> PROBLEM 1:
Find every line in the records that contains the word "lime", treating uppercase and lowercase letters as different, and copy each of those lines.

> GIVEN PASSAGE:

■ ■ ■ ■

DEVELOPER

Storage & Symbols

Teide's on-disk formats: how splayed tables, partitioned tables, and the symbol system work. Essential reading if you're coming from kdb+/q or working with persistent columnar data.

What Are Symbols?

Symbols are interned strings. Instead of storing the full text of every string value, Teide maintains a global lookup table that maps each unique string to a small integer ID. Column data then stores these compact IDs instead of the raw text.

This is the same concept as kdb+'s symbol type or a database "dictionary encoding".

Why symbols?

Benefit	Explanation
Memory efficiency	A million rows with 50 unique strings store 50 strings + 1M small integers, not 1M full strings
Fast comparison	Comparing two symbols is a single integer comparison, not a byte-by-byte string compare
Fast GROUP BY / JOIN	Hash tables on integer keys are much faster than on variable-length strings
Cache friendly	Fixed-width integer columns pack tightly in CPU cache lines

How it works

When Teide encounters the string 'AAPL' for the first time, it assigns it an ID (say, 0). The next unique string 'GOOG' gets 1, and so on. If 'AAPL' appears again, it reuses ID 0.

■ ■ ■ ■

> DATA EXCERPTS:
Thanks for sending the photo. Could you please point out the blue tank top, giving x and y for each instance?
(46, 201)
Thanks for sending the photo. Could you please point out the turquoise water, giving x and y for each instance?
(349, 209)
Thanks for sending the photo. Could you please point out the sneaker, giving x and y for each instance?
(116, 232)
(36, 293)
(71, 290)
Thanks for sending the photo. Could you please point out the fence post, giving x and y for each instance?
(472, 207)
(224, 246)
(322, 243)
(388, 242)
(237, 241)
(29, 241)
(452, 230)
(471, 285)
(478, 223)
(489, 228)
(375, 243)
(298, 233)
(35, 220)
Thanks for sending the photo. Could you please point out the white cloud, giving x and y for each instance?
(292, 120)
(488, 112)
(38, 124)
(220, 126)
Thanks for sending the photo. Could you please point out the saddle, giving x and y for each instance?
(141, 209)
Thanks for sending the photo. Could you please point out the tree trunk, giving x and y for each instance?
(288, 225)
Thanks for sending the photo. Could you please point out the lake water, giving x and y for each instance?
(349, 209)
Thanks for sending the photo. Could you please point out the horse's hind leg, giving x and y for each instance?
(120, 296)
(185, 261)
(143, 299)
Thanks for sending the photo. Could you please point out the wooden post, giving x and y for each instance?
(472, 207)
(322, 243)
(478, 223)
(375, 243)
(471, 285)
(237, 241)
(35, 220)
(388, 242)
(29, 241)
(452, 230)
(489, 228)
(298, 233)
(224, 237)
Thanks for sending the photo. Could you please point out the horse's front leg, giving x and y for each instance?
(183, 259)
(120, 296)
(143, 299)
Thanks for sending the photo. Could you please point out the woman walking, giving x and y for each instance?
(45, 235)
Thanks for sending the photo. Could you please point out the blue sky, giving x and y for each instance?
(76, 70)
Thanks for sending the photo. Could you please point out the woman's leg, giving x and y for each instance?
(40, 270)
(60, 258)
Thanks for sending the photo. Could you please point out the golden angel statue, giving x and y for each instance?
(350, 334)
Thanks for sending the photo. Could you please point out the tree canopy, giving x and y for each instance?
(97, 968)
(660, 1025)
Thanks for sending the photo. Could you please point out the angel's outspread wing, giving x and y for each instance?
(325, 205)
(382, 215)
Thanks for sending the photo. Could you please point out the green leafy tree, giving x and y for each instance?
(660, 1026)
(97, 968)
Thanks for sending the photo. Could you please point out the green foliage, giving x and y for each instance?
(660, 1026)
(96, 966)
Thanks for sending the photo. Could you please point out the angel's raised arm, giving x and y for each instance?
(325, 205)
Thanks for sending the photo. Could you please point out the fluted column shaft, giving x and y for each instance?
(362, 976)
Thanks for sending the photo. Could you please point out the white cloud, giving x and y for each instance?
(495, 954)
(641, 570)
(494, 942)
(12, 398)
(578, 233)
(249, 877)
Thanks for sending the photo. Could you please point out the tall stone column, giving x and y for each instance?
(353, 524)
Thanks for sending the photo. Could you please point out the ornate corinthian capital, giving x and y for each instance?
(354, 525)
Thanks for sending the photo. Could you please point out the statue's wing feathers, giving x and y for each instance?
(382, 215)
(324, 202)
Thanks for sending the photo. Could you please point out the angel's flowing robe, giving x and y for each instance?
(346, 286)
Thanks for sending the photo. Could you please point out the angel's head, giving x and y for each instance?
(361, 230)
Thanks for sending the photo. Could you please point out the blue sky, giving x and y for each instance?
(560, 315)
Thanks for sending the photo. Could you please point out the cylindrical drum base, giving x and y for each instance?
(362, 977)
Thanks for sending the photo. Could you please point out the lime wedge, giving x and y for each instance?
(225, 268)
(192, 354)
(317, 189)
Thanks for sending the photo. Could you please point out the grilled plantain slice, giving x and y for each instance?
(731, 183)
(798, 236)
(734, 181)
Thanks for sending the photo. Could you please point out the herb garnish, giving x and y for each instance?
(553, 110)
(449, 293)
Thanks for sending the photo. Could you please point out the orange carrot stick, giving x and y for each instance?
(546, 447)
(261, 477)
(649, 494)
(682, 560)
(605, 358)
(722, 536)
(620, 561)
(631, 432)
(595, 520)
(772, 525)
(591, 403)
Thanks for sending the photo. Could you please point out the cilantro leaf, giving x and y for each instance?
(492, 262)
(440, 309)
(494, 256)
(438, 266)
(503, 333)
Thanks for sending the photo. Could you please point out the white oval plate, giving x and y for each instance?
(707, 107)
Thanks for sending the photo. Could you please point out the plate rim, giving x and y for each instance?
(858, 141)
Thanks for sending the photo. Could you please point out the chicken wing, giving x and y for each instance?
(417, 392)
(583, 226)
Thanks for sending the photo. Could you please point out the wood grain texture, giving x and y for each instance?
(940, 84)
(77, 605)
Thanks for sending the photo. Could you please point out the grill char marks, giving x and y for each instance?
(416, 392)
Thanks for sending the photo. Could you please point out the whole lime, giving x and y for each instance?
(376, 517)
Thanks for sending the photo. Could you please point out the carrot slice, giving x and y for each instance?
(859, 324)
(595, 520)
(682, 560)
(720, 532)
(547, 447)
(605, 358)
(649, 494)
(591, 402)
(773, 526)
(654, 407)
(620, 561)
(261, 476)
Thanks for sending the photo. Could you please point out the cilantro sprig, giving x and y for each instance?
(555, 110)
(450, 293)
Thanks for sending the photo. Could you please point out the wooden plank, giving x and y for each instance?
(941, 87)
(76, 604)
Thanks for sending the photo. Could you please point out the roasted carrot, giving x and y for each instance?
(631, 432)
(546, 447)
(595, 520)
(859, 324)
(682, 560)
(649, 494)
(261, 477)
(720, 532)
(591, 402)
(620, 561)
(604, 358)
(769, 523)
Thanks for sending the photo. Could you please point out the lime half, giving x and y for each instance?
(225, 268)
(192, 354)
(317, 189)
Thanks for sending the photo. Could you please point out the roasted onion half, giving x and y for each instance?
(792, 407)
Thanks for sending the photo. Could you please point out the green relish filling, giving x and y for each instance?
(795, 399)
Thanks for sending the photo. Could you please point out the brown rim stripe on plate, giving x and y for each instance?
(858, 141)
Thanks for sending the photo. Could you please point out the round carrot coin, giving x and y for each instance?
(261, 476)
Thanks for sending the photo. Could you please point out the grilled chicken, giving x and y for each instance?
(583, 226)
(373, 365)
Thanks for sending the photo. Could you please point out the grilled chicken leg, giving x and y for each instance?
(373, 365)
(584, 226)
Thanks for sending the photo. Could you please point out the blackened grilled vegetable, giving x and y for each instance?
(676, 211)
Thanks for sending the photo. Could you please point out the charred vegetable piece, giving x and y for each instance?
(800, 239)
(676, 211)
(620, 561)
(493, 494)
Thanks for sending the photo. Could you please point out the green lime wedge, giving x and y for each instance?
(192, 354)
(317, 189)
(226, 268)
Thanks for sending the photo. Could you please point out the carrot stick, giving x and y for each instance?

■ ■ ■ ■

> PROBLEM 2:
List every benefit named in the "Why symbols?" table of the storage and symbols page.

> EXPECTED ANSWER 1:
Thanks for sending the photo. Could you please point out the lime wedge, giving x and y for each instance?
Thanks for sending the photo. Could you please point out the whole lime, giving x and y for each instance?
Thanks for sending the photo. Could you please point out the lime half, giving x and y for each instance?
Thanks for sending the photo. Could you please point out the green lime wedge, giving x and y for each instance?

> EXPECTED ANSWER 2:
Memory efficiency
Fast comparison
Fast GROUP BY / JOIN
Cache friendly